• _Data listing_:
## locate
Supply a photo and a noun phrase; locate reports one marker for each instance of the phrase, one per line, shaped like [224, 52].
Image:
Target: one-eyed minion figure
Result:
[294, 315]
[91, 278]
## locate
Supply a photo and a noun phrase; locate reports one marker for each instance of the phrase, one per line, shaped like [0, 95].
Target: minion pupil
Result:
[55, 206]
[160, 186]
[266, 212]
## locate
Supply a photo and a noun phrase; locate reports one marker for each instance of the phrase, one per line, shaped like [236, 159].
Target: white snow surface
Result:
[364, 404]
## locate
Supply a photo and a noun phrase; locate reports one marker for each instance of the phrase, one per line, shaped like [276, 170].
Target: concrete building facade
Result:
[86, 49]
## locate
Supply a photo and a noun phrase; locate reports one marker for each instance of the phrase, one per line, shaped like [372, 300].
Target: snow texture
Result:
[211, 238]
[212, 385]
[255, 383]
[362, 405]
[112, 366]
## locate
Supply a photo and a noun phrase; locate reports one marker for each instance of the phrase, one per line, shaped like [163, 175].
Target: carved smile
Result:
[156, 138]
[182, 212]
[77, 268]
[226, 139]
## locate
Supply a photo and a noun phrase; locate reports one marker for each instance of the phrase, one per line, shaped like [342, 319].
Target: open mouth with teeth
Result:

• _Aim of the task_:
Set down every line of the listing above again, exactly as given.

• _Exercise solution_:
## locate
Supply a photo and a noun phrase; locate reports one marker for each instance of the phrase, one per line, shaped like [224, 52].
Image:
Target: one-eyed minion figure
Result:
[294, 315]
[91, 278]
## locate
Supply a photo and a noun phrase; locate reports one marker for each instance of the phrase, one per line, shaped like [0, 95].
Target: minion pupil
Result:
[55, 206]
[160, 186]
[266, 212]
## locate
Supply a photo and a noun phrase; locate reports one marker for each instance of the phrase, one per line, shaped like [236, 159].
Target: white snow surface
Result:
[364, 404]
## locate
Supply a photo and a noun phrase; locate reports one marker for each instance of the phrase, one per line, shaped like [276, 170].
Target: concrete building facade
Result:
[86, 49]
## locate
Supply a photo and a noun phrase; locate reports one marker for each instance of the phrase, one per line, shaped like [372, 300].
Target: snow texture
Result:
[211, 238]
[212, 385]
[255, 383]
[362, 405]
[112, 366]
## locate
Supply a photo and a noun phrase; locate reports one marker for each instance of the phrase, one per line, shaped like [163, 175].
Target: carved smile
Result:
[156, 138]
[182, 212]
[77, 268]
[226, 139]
## locate
Supply a photo and a noun phrase; locate reports one marker for each instance of the phrase, one per line, shaped like [342, 319].
Target: open mouth with teeth
Result:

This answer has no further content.